─── Text passage
Strain Injuries: CTDs

If you lift heavy boxes all day long every day, you know what will happen – your back will be too stiff for you to stand up straight. And that is if you’re lucky. If you’re not, you will be stuck with a bad back until you get proper treatment, and even then, it might not get better. If that can happen to your back because of strain, consider what can happen to a part of your body that is so much more delicate, like your wrist.

No part of your body can take repeated strain and still function properly. Repetitive Strain Injuries or Cumulative Trauma Disorders, or CTDs, are serious problems facing the work force today.

Cumulative Trauma Disorders affect people from all walks of life, but the people who are the most susceptible to these disorders are those who work in assembly lines, those who work on computers, musicians and people who do hard labour. There are many Cumulative Trauma Disorders that affect these people – Focal Dystonia, Cubital Tunnel Syndrome, Radial Tunnel Syndrome and Intersection Syndrome, to name but a few. The most common Cumulative Trauma Syndrome that affects people today, though, is Carpal Tunnel Syndrome.
──────
## Work instructions
Print the stretch of the strain injuries passage from "If you lift" through "like your wrist.". Rely only on the text above for everything that follows.
─── Data excerpts
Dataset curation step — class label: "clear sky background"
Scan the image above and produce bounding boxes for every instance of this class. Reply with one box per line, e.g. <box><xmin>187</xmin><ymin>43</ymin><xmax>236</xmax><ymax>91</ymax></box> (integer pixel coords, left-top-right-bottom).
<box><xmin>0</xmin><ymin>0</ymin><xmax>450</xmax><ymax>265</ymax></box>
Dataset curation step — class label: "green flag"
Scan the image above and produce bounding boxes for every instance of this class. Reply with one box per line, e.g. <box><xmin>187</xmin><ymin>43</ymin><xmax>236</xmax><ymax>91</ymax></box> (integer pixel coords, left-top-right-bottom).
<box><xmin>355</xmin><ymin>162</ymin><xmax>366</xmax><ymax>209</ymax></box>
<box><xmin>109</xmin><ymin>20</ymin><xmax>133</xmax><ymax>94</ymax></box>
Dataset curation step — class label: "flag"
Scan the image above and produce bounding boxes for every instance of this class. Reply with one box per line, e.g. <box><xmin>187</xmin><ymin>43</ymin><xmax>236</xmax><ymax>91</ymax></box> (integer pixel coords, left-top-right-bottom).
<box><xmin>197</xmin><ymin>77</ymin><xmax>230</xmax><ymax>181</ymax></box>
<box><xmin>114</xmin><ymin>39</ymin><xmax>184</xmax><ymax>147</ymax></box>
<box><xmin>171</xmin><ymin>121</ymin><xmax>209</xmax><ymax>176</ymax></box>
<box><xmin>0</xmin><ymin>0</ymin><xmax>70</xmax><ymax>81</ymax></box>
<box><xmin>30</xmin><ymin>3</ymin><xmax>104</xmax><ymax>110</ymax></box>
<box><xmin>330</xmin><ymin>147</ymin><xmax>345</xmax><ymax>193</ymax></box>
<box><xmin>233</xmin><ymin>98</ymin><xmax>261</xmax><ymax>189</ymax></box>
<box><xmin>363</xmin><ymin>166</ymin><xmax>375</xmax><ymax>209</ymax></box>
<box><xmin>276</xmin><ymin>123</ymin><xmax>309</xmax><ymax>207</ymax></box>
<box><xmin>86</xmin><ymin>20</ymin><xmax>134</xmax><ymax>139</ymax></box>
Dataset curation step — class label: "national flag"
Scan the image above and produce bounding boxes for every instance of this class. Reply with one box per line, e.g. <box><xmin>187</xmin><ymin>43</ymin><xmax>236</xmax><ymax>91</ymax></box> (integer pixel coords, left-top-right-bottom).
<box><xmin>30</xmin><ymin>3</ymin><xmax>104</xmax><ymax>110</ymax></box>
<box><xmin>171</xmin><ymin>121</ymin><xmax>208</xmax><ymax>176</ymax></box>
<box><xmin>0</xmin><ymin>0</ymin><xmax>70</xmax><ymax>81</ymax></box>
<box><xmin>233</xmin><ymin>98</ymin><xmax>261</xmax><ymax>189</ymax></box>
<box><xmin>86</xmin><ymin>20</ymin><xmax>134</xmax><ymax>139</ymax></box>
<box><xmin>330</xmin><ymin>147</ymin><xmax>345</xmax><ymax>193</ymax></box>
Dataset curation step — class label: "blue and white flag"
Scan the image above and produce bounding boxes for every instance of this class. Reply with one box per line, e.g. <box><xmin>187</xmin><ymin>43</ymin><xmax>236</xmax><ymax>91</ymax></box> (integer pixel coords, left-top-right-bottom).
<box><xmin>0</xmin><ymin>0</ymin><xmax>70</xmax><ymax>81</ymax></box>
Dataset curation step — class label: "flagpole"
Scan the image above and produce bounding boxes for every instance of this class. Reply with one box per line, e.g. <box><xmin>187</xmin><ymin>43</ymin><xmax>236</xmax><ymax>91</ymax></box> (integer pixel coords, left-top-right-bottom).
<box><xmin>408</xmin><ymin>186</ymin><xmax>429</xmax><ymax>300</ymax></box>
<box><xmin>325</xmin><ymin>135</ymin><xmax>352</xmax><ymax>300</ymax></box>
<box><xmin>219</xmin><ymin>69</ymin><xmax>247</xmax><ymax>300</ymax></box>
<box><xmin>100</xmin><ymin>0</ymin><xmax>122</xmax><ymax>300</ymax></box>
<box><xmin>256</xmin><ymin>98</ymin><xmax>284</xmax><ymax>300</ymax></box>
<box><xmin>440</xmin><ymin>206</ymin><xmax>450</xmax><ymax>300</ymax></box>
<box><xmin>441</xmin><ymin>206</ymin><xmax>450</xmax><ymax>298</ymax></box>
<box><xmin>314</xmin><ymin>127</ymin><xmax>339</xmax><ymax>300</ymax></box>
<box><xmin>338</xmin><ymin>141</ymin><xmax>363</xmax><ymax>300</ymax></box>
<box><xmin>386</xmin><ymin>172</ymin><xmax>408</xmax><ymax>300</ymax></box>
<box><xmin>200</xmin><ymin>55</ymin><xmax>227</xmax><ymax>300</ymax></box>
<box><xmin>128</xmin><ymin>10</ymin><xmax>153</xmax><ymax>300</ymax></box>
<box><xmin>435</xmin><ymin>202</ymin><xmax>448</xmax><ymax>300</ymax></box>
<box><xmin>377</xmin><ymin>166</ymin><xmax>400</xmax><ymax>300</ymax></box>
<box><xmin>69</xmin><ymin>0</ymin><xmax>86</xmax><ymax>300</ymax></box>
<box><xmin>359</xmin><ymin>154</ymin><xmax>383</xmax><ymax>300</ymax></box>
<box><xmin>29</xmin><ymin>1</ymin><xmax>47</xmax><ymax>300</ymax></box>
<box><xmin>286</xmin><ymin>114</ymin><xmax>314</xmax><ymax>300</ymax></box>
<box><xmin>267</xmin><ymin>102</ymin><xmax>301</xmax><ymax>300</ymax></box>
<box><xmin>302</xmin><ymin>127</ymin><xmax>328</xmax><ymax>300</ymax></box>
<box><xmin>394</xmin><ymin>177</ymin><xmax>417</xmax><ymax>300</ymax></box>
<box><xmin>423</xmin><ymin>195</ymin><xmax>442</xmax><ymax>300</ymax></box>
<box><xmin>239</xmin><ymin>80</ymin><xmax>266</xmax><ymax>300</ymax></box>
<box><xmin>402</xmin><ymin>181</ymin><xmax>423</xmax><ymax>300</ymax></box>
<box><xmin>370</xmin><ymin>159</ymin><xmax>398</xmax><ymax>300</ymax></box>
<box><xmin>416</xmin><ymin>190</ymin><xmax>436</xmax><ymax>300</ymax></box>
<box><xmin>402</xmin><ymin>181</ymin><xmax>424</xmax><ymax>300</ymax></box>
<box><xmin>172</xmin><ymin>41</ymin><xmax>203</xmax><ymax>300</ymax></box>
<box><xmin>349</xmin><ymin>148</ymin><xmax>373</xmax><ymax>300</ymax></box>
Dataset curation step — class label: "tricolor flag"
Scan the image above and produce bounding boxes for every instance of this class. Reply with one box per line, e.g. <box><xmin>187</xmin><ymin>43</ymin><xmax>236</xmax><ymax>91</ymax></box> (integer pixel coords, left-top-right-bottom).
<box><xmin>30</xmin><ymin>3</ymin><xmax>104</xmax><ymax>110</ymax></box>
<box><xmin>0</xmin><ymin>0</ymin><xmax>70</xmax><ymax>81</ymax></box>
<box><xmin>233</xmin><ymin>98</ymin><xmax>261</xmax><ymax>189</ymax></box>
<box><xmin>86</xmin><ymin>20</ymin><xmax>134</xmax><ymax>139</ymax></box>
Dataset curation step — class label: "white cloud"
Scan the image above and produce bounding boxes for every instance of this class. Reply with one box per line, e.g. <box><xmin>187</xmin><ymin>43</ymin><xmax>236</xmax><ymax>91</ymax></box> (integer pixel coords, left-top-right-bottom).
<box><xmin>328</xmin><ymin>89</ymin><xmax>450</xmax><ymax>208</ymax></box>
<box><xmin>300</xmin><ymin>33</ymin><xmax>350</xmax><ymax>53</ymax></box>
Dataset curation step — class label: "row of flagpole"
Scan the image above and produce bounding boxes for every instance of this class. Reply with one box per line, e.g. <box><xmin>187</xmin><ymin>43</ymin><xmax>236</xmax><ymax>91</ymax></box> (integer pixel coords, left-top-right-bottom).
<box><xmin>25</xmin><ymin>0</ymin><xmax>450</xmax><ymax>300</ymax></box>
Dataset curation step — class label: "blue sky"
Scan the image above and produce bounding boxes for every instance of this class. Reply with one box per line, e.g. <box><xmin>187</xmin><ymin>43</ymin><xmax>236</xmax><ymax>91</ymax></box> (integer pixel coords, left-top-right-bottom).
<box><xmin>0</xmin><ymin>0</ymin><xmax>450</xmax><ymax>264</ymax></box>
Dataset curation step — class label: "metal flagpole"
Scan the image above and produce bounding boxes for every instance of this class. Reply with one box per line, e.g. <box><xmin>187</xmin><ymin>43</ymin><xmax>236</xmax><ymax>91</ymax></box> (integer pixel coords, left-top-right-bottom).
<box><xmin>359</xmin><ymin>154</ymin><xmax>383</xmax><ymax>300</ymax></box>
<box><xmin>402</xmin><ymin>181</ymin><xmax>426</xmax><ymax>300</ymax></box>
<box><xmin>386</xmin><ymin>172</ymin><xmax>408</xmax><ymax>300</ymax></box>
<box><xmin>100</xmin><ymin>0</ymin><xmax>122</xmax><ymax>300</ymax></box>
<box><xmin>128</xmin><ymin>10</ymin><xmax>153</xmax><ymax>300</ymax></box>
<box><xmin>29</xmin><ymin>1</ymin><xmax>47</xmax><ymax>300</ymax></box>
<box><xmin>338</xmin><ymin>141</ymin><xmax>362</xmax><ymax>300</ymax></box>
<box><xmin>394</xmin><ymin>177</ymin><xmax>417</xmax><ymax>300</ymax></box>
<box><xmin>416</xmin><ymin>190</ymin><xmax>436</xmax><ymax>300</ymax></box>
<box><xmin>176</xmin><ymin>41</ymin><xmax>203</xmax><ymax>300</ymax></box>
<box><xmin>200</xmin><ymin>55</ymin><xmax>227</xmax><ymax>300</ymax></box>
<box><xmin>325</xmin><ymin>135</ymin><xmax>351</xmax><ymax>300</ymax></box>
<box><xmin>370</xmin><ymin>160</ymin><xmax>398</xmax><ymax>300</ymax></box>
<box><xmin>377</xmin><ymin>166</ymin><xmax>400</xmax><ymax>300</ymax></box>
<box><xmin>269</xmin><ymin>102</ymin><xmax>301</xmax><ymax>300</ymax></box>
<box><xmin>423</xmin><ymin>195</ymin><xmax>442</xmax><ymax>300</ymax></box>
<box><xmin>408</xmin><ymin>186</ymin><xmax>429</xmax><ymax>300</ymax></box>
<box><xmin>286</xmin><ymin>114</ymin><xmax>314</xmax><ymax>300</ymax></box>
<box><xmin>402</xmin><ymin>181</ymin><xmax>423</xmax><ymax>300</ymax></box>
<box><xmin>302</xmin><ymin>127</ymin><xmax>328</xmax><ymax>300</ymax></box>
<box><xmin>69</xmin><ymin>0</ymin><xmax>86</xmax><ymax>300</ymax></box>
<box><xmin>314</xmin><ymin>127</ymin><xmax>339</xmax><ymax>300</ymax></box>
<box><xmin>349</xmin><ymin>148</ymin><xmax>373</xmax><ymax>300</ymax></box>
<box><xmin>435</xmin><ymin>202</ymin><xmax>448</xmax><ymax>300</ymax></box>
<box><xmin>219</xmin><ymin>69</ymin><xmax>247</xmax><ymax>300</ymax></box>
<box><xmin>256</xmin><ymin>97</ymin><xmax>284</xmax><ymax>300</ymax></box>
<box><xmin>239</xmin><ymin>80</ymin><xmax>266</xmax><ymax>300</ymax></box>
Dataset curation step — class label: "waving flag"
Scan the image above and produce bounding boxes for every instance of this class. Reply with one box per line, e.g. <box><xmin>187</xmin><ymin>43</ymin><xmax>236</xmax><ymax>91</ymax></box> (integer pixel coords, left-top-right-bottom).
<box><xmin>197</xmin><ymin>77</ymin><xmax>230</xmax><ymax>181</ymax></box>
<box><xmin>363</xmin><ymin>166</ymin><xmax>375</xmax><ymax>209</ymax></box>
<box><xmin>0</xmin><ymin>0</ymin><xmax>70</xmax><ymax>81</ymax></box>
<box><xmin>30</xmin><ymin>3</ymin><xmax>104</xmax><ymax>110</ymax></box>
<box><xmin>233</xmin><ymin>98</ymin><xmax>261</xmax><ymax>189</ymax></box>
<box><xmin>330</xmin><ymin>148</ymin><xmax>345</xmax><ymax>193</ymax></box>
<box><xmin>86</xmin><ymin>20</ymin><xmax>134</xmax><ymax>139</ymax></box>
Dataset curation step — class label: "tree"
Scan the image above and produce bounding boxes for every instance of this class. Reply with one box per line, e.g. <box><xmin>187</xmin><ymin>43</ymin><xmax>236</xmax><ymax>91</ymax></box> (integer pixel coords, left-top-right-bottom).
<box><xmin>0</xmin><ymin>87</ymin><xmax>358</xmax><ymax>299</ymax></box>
──────
## Answer space
If you lift heavy boxes all day long every day, you know what will happen – your back will be too stiff for you to stand up straight. And that is if you’re lucky. If you’re not, you will be stuck with a bad back until you get proper treatment, and even then, it might not get better. If that can happen to your back because of strain, consider what can happen to a part of your body that is so much more delicate, like your wrist.